* [DATASET EXCERPTS]
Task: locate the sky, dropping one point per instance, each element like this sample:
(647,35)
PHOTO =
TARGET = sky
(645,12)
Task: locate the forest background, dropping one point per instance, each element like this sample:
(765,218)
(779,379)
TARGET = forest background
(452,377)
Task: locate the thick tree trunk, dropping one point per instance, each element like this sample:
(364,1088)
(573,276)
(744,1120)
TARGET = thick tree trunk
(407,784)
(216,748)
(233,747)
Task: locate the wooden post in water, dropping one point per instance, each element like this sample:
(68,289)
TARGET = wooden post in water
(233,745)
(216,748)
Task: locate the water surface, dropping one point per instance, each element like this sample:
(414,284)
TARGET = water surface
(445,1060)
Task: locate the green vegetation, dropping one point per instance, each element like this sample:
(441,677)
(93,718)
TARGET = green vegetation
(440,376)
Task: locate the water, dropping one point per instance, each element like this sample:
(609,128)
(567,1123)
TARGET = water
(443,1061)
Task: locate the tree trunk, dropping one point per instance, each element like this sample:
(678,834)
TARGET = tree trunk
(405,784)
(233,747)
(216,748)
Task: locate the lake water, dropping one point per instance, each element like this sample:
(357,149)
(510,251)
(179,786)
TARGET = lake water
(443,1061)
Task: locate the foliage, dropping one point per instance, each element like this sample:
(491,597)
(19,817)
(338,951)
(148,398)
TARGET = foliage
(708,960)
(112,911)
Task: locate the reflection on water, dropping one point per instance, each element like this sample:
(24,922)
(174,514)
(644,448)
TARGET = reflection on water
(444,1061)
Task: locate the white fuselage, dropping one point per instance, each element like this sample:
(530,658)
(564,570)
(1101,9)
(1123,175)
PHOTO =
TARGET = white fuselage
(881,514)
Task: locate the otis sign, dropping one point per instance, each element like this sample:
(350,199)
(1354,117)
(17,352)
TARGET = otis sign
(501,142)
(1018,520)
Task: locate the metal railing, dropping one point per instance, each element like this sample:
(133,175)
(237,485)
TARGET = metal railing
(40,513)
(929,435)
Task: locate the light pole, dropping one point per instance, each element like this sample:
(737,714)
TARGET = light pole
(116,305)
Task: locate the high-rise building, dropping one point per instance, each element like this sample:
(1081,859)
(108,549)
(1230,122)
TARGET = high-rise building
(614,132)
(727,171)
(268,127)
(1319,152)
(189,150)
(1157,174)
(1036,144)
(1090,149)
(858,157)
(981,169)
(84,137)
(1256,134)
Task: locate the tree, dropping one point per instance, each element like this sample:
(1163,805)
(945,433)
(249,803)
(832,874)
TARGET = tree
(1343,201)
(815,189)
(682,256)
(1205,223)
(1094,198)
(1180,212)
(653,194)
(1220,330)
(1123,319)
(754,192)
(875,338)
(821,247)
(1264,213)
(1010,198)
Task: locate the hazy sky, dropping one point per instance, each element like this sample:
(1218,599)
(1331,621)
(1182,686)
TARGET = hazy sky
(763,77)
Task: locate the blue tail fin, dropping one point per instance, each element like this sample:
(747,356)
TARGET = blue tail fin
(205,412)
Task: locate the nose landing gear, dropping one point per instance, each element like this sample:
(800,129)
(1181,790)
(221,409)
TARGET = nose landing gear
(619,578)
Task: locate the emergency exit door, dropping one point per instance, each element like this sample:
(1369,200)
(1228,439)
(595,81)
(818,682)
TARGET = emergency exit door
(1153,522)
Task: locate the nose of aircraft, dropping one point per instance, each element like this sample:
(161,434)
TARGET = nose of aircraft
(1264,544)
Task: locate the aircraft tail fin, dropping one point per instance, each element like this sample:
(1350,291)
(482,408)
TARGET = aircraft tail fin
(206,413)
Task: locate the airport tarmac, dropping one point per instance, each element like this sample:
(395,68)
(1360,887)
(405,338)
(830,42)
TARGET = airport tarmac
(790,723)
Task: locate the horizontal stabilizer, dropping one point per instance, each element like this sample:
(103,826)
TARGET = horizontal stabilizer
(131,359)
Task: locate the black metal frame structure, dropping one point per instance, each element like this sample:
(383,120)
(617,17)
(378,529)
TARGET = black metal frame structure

* [REQUIRED TASK]
Copy each line of the data exactly, leaving nothing out.

* [TASK RESULT]
Task: locate the sky, dropping one point per instance, each element like this sample:
(647,35)
PHOTO =
TARGET = sky
(645,12)
Task: locate the forest background, dropping one point per instance, each element like this sample:
(765,218)
(779,379)
TARGET = forest background
(452,377)
Task: locate the thick tree trunk, dropping one point per instance, each element like this sample:
(364,1088)
(573,276)
(744,1120)
TARGET = thick tree trunk
(407,784)
(216,748)
(233,747)
Task: locate the wooden post in water, dropping one point per instance, each element like this sample:
(68,289)
TARGET = wooden post in water
(233,745)
(216,748)
Task: locate the water surface, dropping one point per instance, each element like this sample:
(414,284)
TARGET = water surface
(445,1060)
Task: locate the green vegetation, dropping one point per instance, each element like this sample:
(441,677)
(93,718)
TARGET = green vegetation
(440,376)
Task: locate the water, dropping one point per instance, each element like this sample:
(609,128)
(567,1123)
TARGET = water
(443,1061)
Task: locate the tree trunk, dropping one point per instance, each element like this sample:
(678,834)
TARGET = tree trunk
(405,784)
(233,747)
(216,748)
Task: locate the lake water, dropping one point per instance, each element like this sample:
(357,149)
(510,251)
(179,786)
TARGET = lake water
(443,1061)
Task: locate the foliage, dropping one point per instance, each element like this sample:
(491,597)
(19,817)
(338,951)
(148,398)
TARGET = foliage
(708,960)
(112,911)
Task: locate the reflection on water, dropping one point per instance, each element like this sample:
(24,922)
(174,514)
(644,448)
TARGET = reflection on water
(444,1061)
Task: locate the white fuselage, dropping one point per instance, each element like this sample:
(530,658)
(564,570)
(1101,9)
(1123,175)
PHOTO =
TARGET = white fuselage
(881,514)
Task: locate the otis sign, dropping one point per instance, each element like this sample:
(350,199)
(1354,117)
(17,352)
TARGET = otis sign
(501,142)
(1018,520)
Task: locate the metal railing, dropping one point per instance, each element like this sample:
(133,175)
(237,485)
TARGET = metal railing
(40,513)
(929,435)
Task: locate the light pole, dropping one point per instance, each element like this sample:
(737,714)
TARGET = light pole
(116,305)
Task: locate the high-rise building, dropping one point per instance, each element like this sample:
(1081,859)
(108,549)
(1230,122)
TARGET = high-rise building
(614,132)
(727,171)
(268,127)
(1319,152)
(189,150)
(1157,174)
(1036,144)
(1090,149)
(858,157)
(981,169)
(84,137)
(1256,134)
Task: locate the tree, dropping one point per instance, each element like this sample:
(1163,805)
(945,433)
(249,803)
(832,874)
TARGET = tree
(1343,201)
(815,189)
(682,256)
(1205,223)
(1094,198)
(1180,212)
(653,194)
(1220,330)
(1123,319)
(754,192)
(875,338)
(821,247)
(1264,213)
(1010,198)
Task: locate the hazy sky, dropping one point per instance, each element like this sample:
(1218,599)
(1331,621)
(1182,686)
TARGET = hazy sky
(763,77)
Task: locate the blue tail fin, dropping one point per instance, each element like this sample:
(747,356)
TARGET = blue tail fin
(205,412)
Task: locate the nose landing gear, dropping one point per instance, each element like this sample:
(800,129)
(1181,790)
(221,409)
TARGET = nose landing gear
(619,578)
Task: locate the emergency exit door, dropping one point per instance, each element like this sample:
(1369,200)
(1228,439)
(595,81)
(818,682)
TARGET = emergency exit door
(1153,522)
Task: locate the nose of aircraft, dropping one point per instance, each element like this sample:
(161,434)
TARGET = nose of aircraft
(1264,544)
Task: locate the aircraft tail fin, dropping one point per instance, each element like this sample:
(1350,291)
(482,408)
TARGET = aircraft tail fin
(206,413)
Task: locate the airport tarmac, dropping one point per instance, each element like this sample:
(395,68)
(1360,887)
(405,338)
(830,42)
TARGET = airport tarmac
(790,723)
Task: locate the horizontal stabilizer, dropping one point per instance, each element like this sample:
(103,826)
TARGET = horizontal stabilizer
(131,359)
Task: locate the black metal frame structure, dropping one point per instance, each element like this sample:
(383,120)
(617,17)
(378,529)
TARGET = black metal frame structure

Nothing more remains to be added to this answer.